Image annotation records:
══════

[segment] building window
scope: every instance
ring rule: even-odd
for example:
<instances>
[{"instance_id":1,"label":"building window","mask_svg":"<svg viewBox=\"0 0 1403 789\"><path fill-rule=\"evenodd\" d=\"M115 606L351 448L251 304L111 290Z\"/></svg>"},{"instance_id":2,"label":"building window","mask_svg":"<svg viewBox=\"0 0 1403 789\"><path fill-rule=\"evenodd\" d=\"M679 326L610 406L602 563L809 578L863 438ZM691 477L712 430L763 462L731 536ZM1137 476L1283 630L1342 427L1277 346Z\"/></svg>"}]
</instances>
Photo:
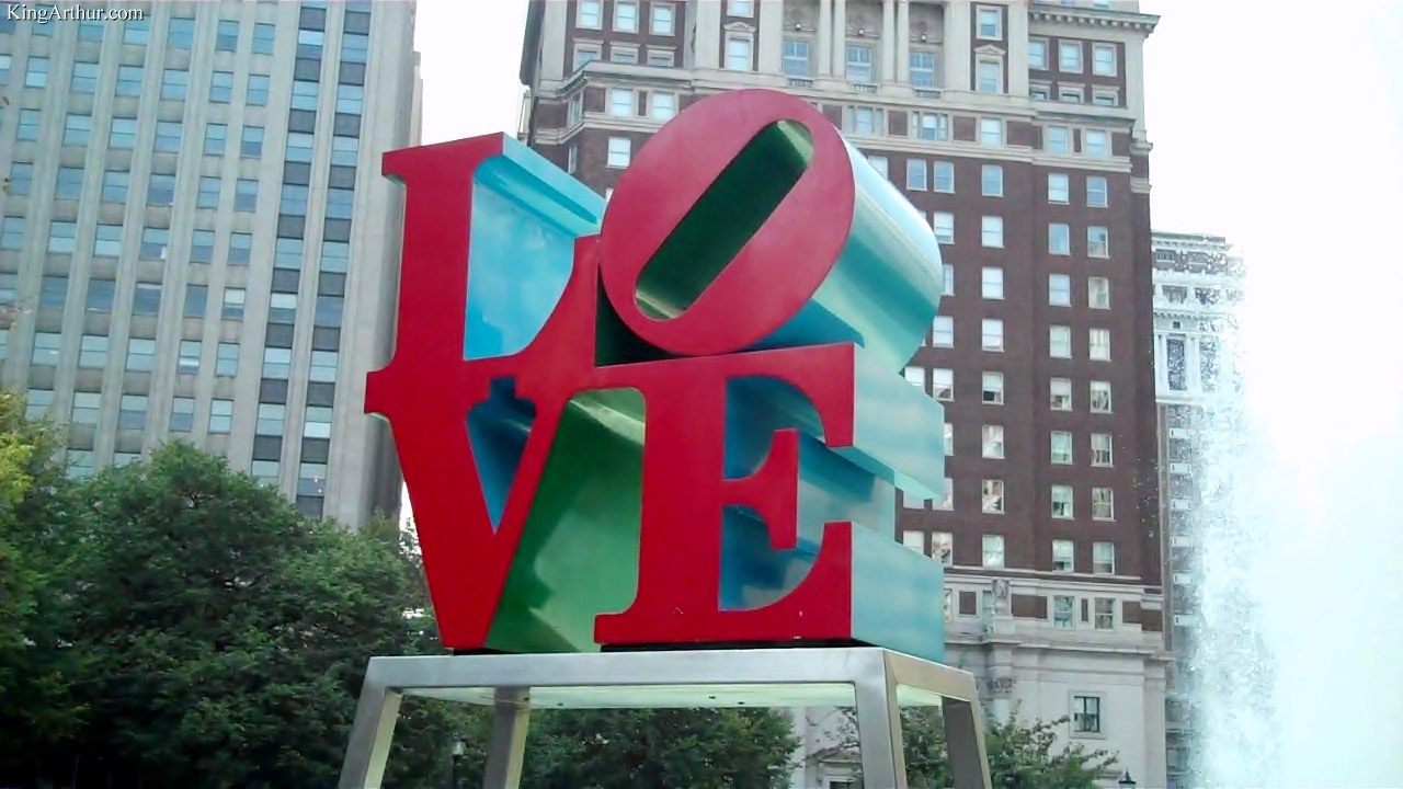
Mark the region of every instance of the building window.
<instances>
[{"instance_id":1,"label":"building window","mask_svg":"<svg viewBox=\"0 0 1403 789\"><path fill-rule=\"evenodd\" d=\"M1097 630L1115 629L1115 598L1099 597L1092 602L1093 622Z\"/></svg>"},{"instance_id":2,"label":"building window","mask_svg":"<svg viewBox=\"0 0 1403 789\"><path fill-rule=\"evenodd\" d=\"M603 3L600 0L579 0L575 6L575 27L599 29L603 25Z\"/></svg>"},{"instance_id":3,"label":"building window","mask_svg":"<svg viewBox=\"0 0 1403 789\"><path fill-rule=\"evenodd\" d=\"M8 58L8 55L6 55L4 58ZM95 93L97 74L98 74L97 63L83 63L83 62L73 63L73 77L69 80L69 90L72 90L73 93ZM7 77L7 74L3 73L0 73L0 76Z\"/></svg>"},{"instance_id":4,"label":"building window","mask_svg":"<svg viewBox=\"0 0 1403 789\"><path fill-rule=\"evenodd\" d=\"M41 114L38 110L21 110L20 122L15 129L17 140L32 142L39 139L39 119Z\"/></svg>"},{"instance_id":5,"label":"building window","mask_svg":"<svg viewBox=\"0 0 1403 789\"><path fill-rule=\"evenodd\" d=\"M1111 257L1111 233L1106 227L1086 229L1086 257Z\"/></svg>"},{"instance_id":6,"label":"building window","mask_svg":"<svg viewBox=\"0 0 1403 789\"><path fill-rule=\"evenodd\" d=\"M1072 278L1066 274L1048 274L1048 306L1072 306Z\"/></svg>"},{"instance_id":7,"label":"building window","mask_svg":"<svg viewBox=\"0 0 1403 789\"><path fill-rule=\"evenodd\" d=\"M930 344L936 348L955 347L955 319L948 314L937 314L930 330Z\"/></svg>"},{"instance_id":8,"label":"building window","mask_svg":"<svg viewBox=\"0 0 1403 789\"><path fill-rule=\"evenodd\" d=\"M74 222L49 223L49 251L55 254L73 254L77 250L79 226Z\"/></svg>"},{"instance_id":9,"label":"building window","mask_svg":"<svg viewBox=\"0 0 1403 789\"><path fill-rule=\"evenodd\" d=\"M638 3L616 0L613 28L616 32L638 32Z\"/></svg>"},{"instance_id":10,"label":"building window","mask_svg":"<svg viewBox=\"0 0 1403 789\"><path fill-rule=\"evenodd\" d=\"M1093 466L1114 466L1114 451L1111 448L1111 434L1108 432L1093 432L1092 434L1092 465Z\"/></svg>"},{"instance_id":11,"label":"building window","mask_svg":"<svg viewBox=\"0 0 1403 789\"><path fill-rule=\"evenodd\" d=\"M1111 281L1106 277L1086 278L1086 306L1097 310L1111 309Z\"/></svg>"},{"instance_id":12,"label":"building window","mask_svg":"<svg viewBox=\"0 0 1403 789\"><path fill-rule=\"evenodd\" d=\"M1115 543L1114 542L1093 542L1092 543L1092 571L1099 576L1114 576L1115 574Z\"/></svg>"},{"instance_id":13,"label":"building window","mask_svg":"<svg viewBox=\"0 0 1403 789\"><path fill-rule=\"evenodd\" d=\"M63 119L63 145L88 145L93 139L93 117L69 114Z\"/></svg>"},{"instance_id":14,"label":"building window","mask_svg":"<svg viewBox=\"0 0 1403 789\"><path fill-rule=\"evenodd\" d=\"M944 112L912 112L911 136L922 140L948 140L950 115Z\"/></svg>"},{"instance_id":15,"label":"building window","mask_svg":"<svg viewBox=\"0 0 1403 789\"><path fill-rule=\"evenodd\" d=\"M29 58L24 69L24 87L45 87L49 84L49 59Z\"/></svg>"},{"instance_id":16,"label":"building window","mask_svg":"<svg viewBox=\"0 0 1403 789\"><path fill-rule=\"evenodd\" d=\"M1054 430L1049 444L1049 460L1058 466L1072 465L1072 434L1065 430Z\"/></svg>"},{"instance_id":17,"label":"building window","mask_svg":"<svg viewBox=\"0 0 1403 789\"><path fill-rule=\"evenodd\" d=\"M209 101L229 104L234 97L234 73L215 72L209 79Z\"/></svg>"},{"instance_id":18,"label":"building window","mask_svg":"<svg viewBox=\"0 0 1403 789\"><path fill-rule=\"evenodd\" d=\"M941 403L955 399L955 371L937 366L930 371L930 396Z\"/></svg>"},{"instance_id":19,"label":"building window","mask_svg":"<svg viewBox=\"0 0 1403 789\"><path fill-rule=\"evenodd\" d=\"M999 8L979 7L978 35L984 41L1000 41L1003 38L1003 14Z\"/></svg>"},{"instance_id":20,"label":"building window","mask_svg":"<svg viewBox=\"0 0 1403 789\"><path fill-rule=\"evenodd\" d=\"M205 156L223 156L227 139L229 126L224 124L205 124Z\"/></svg>"},{"instance_id":21,"label":"building window","mask_svg":"<svg viewBox=\"0 0 1403 789\"><path fill-rule=\"evenodd\" d=\"M1099 77L1114 77L1115 76L1115 45L1114 44L1093 44L1092 45L1092 73Z\"/></svg>"},{"instance_id":22,"label":"building window","mask_svg":"<svg viewBox=\"0 0 1403 789\"><path fill-rule=\"evenodd\" d=\"M1111 361L1111 330L1110 329L1092 329L1087 331L1089 351L1087 357L1092 361L1108 362Z\"/></svg>"},{"instance_id":23,"label":"building window","mask_svg":"<svg viewBox=\"0 0 1403 789\"><path fill-rule=\"evenodd\" d=\"M979 145L998 147L1003 145L1003 121L979 118Z\"/></svg>"},{"instance_id":24,"label":"building window","mask_svg":"<svg viewBox=\"0 0 1403 789\"><path fill-rule=\"evenodd\" d=\"M1097 521L1115 519L1115 491L1113 489L1092 489L1092 518Z\"/></svg>"},{"instance_id":25,"label":"building window","mask_svg":"<svg viewBox=\"0 0 1403 789\"><path fill-rule=\"evenodd\" d=\"M678 114L678 94L652 91L648 94L648 115L654 121L669 121Z\"/></svg>"},{"instance_id":26,"label":"building window","mask_svg":"<svg viewBox=\"0 0 1403 789\"><path fill-rule=\"evenodd\" d=\"M631 118L637 115L637 102L633 91L626 87L609 88L609 114L616 118Z\"/></svg>"},{"instance_id":27,"label":"building window","mask_svg":"<svg viewBox=\"0 0 1403 789\"><path fill-rule=\"evenodd\" d=\"M1082 42L1080 41L1062 41L1058 42L1058 70L1068 74L1082 73Z\"/></svg>"},{"instance_id":28,"label":"building window","mask_svg":"<svg viewBox=\"0 0 1403 789\"><path fill-rule=\"evenodd\" d=\"M926 191L927 178L930 175L930 166L925 159L908 159L906 160L906 188L913 191Z\"/></svg>"},{"instance_id":29,"label":"building window","mask_svg":"<svg viewBox=\"0 0 1403 789\"><path fill-rule=\"evenodd\" d=\"M1035 72L1045 72L1048 67L1048 41L1045 38L1028 39L1028 67Z\"/></svg>"},{"instance_id":30,"label":"building window","mask_svg":"<svg viewBox=\"0 0 1403 789\"><path fill-rule=\"evenodd\" d=\"M946 211L936 211L930 215L930 226L936 232L936 240L941 244L955 243L955 215ZM947 278L950 282L951 292L947 296L954 295L954 277Z\"/></svg>"},{"instance_id":31,"label":"building window","mask_svg":"<svg viewBox=\"0 0 1403 789\"><path fill-rule=\"evenodd\" d=\"M1093 380L1089 386L1090 407L1093 414L1111 413L1111 383L1108 380Z\"/></svg>"},{"instance_id":32,"label":"building window","mask_svg":"<svg viewBox=\"0 0 1403 789\"><path fill-rule=\"evenodd\" d=\"M786 38L784 56L780 66L784 74L790 77L807 77L810 73L808 39Z\"/></svg>"},{"instance_id":33,"label":"building window","mask_svg":"<svg viewBox=\"0 0 1403 789\"><path fill-rule=\"evenodd\" d=\"M1107 205L1106 177L1087 175L1086 205L1090 208L1106 208Z\"/></svg>"},{"instance_id":34,"label":"building window","mask_svg":"<svg viewBox=\"0 0 1403 789\"><path fill-rule=\"evenodd\" d=\"M244 101L250 107L268 105L268 74L248 74L248 94Z\"/></svg>"},{"instance_id":35,"label":"building window","mask_svg":"<svg viewBox=\"0 0 1403 789\"><path fill-rule=\"evenodd\" d=\"M79 199L83 195L83 168L59 167L59 178L53 187L58 199Z\"/></svg>"},{"instance_id":36,"label":"building window","mask_svg":"<svg viewBox=\"0 0 1403 789\"><path fill-rule=\"evenodd\" d=\"M979 220L979 244L989 248L1003 248L1003 218L982 216ZM1000 286L1002 289L1002 286Z\"/></svg>"},{"instance_id":37,"label":"building window","mask_svg":"<svg viewBox=\"0 0 1403 789\"><path fill-rule=\"evenodd\" d=\"M1049 326L1048 327L1048 355L1054 359L1070 359L1072 358L1072 327L1070 326Z\"/></svg>"},{"instance_id":38,"label":"building window","mask_svg":"<svg viewBox=\"0 0 1403 789\"><path fill-rule=\"evenodd\" d=\"M152 372L156 365L156 340L132 337L126 341L126 369L129 372Z\"/></svg>"},{"instance_id":39,"label":"building window","mask_svg":"<svg viewBox=\"0 0 1403 789\"><path fill-rule=\"evenodd\" d=\"M600 48L598 44L577 44L575 45L575 59L574 70L584 69L593 60L599 59Z\"/></svg>"},{"instance_id":40,"label":"building window","mask_svg":"<svg viewBox=\"0 0 1403 789\"><path fill-rule=\"evenodd\" d=\"M975 69L975 90L978 93L1003 93L1003 60L979 59Z\"/></svg>"},{"instance_id":41,"label":"building window","mask_svg":"<svg viewBox=\"0 0 1403 789\"><path fill-rule=\"evenodd\" d=\"M79 366L102 369L107 366L107 348L111 340L105 334L84 334L79 341Z\"/></svg>"},{"instance_id":42,"label":"building window","mask_svg":"<svg viewBox=\"0 0 1403 789\"><path fill-rule=\"evenodd\" d=\"M1072 696L1072 731L1078 734L1101 733L1101 699L1099 696Z\"/></svg>"},{"instance_id":43,"label":"building window","mask_svg":"<svg viewBox=\"0 0 1403 789\"><path fill-rule=\"evenodd\" d=\"M121 409L116 413L116 427L121 430L145 430L147 406L149 399L146 394L122 394Z\"/></svg>"},{"instance_id":44,"label":"building window","mask_svg":"<svg viewBox=\"0 0 1403 789\"><path fill-rule=\"evenodd\" d=\"M882 135L887 132L887 117L873 107L843 108L843 131L854 135Z\"/></svg>"},{"instance_id":45,"label":"building window","mask_svg":"<svg viewBox=\"0 0 1403 789\"><path fill-rule=\"evenodd\" d=\"M244 302L248 293L243 288L224 288L224 303L220 309L220 320L243 320Z\"/></svg>"},{"instance_id":46,"label":"building window","mask_svg":"<svg viewBox=\"0 0 1403 789\"><path fill-rule=\"evenodd\" d=\"M985 351L1003 351L1003 320L986 317L981 321L981 348Z\"/></svg>"},{"instance_id":47,"label":"building window","mask_svg":"<svg viewBox=\"0 0 1403 789\"><path fill-rule=\"evenodd\" d=\"M930 533L930 557L946 567L954 566L955 538L950 532Z\"/></svg>"},{"instance_id":48,"label":"building window","mask_svg":"<svg viewBox=\"0 0 1403 789\"><path fill-rule=\"evenodd\" d=\"M629 138L609 138L609 167L627 167L633 160L633 140Z\"/></svg>"},{"instance_id":49,"label":"building window","mask_svg":"<svg viewBox=\"0 0 1403 789\"><path fill-rule=\"evenodd\" d=\"M849 44L845 73L847 74L847 81L877 81L877 70L873 66L873 48L861 44Z\"/></svg>"},{"instance_id":50,"label":"building window","mask_svg":"<svg viewBox=\"0 0 1403 789\"><path fill-rule=\"evenodd\" d=\"M648 6L648 29L652 35L672 35L676 32L676 10L672 3L651 3Z\"/></svg>"},{"instance_id":51,"label":"building window","mask_svg":"<svg viewBox=\"0 0 1403 789\"><path fill-rule=\"evenodd\" d=\"M985 371L981 382L979 399L985 406L1003 404L1003 373Z\"/></svg>"},{"instance_id":52,"label":"building window","mask_svg":"<svg viewBox=\"0 0 1403 789\"><path fill-rule=\"evenodd\" d=\"M170 101L185 101L189 93L189 72L185 69L166 69L161 72L161 98Z\"/></svg>"},{"instance_id":53,"label":"building window","mask_svg":"<svg viewBox=\"0 0 1403 789\"><path fill-rule=\"evenodd\" d=\"M999 195L1003 194L1003 167L998 164L985 164L985 167L995 167L999 170ZM985 173L988 178L988 173ZM936 183L934 191L954 194L955 191L955 166L953 161L936 161Z\"/></svg>"},{"instance_id":54,"label":"building window","mask_svg":"<svg viewBox=\"0 0 1403 789\"><path fill-rule=\"evenodd\" d=\"M1003 197L1003 167L985 164L979 168L979 192L984 197Z\"/></svg>"},{"instance_id":55,"label":"building window","mask_svg":"<svg viewBox=\"0 0 1403 789\"><path fill-rule=\"evenodd\" d=\"M992 484L998 484L1000 487L1000 493L999 493L999 498L1000 498L999 507L1000 507L1000 510L998 510L998 512L1002 512L1003 511L1002 510L1002 507L1003 507L1003 504L1002 504L1002 500L1003 500L1003 493L1002 493L1003 483L999 482L999 480L984 480L985 490L989 489L991 483ZM985 504L988 504L988 497L985 500ZM989 511L991 510L985 508L985 512L989 512ZM982 562L982 564L985 567L1003 567L1003 538L1000 535L984 535L984 541L982 542L984 542L984 562Z\"/></svg>"},{"instance_id":56,"label":"building window","mask_svg":"<svg viewBox=\"0 0 1403 789\"><path fill-rule=\"evenodd\" d=\"M219 208L219 177L201 175L195 194L195 208ZM209 263L209 261L205 261Z\"/></svg>"},{"instance_id":57,"label":"building window","mask_svg":"<svg viewBox=\"0 0 1403 789\"><path fill-rule=\"evenodd\" d=\"M732 72L749 72L753 63L752 46L753 42L746 35L725 37L725 67Z\"/></svg>"},{"instance_id":58,"label":"building window","mask_svg":"<svg viewBox=\"0 0 1403 789\"><path fill-rule=\"evenodd\" d=\"M1106 159L1110 154L1110 135L1103 129L1082 132L1082 153L1092 159Z\"/></svg>"},{"instance_id":59,"label":"building window","mask_svg":"<svg viewBox=\"0 0 1403 789\"><path fill-rule=\"evenodd\" d=\"M936 70L939 62L934 52L912 51L909 59L911 86L925 90L940 87L939 72Z\"/></svg>"},{"instance_id":60,"label":"building window","mask_svg":"<svg viewBox=\"0 0 1403 789\"><path fill-rule=\"evenodd\" d=\"M1052 517L1054 518L1075 518L1075 505L1072 501L1072 486L1069 484L1054 484L1052 486Z\"/></svg>"},{"instance_id":61,"label":"building window","mask_svg":"<svg viewBox=\"0 0 1403 789\"><path fill-rule=\"evenodd\" d=\"M986 424L984 425L984 444L982 455L991 460L1003 459L1003 425L1002 424Z\"/></svg>"},{"instance_id":62,"label":"building window","mask_svg":"<svg viewBox=\"0 0 1403 789\"><path fill-rule=\"evenodd\" d=\"M988 219L988 218L985 218ZM989 244L985 244L989 246ZM1003 299L1003 270L986 265L979 272L979 296L984 299Z\"/></svg>"}]
</instances>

══════

Count the lines in the data above that contain the string "every". Give only the number.

2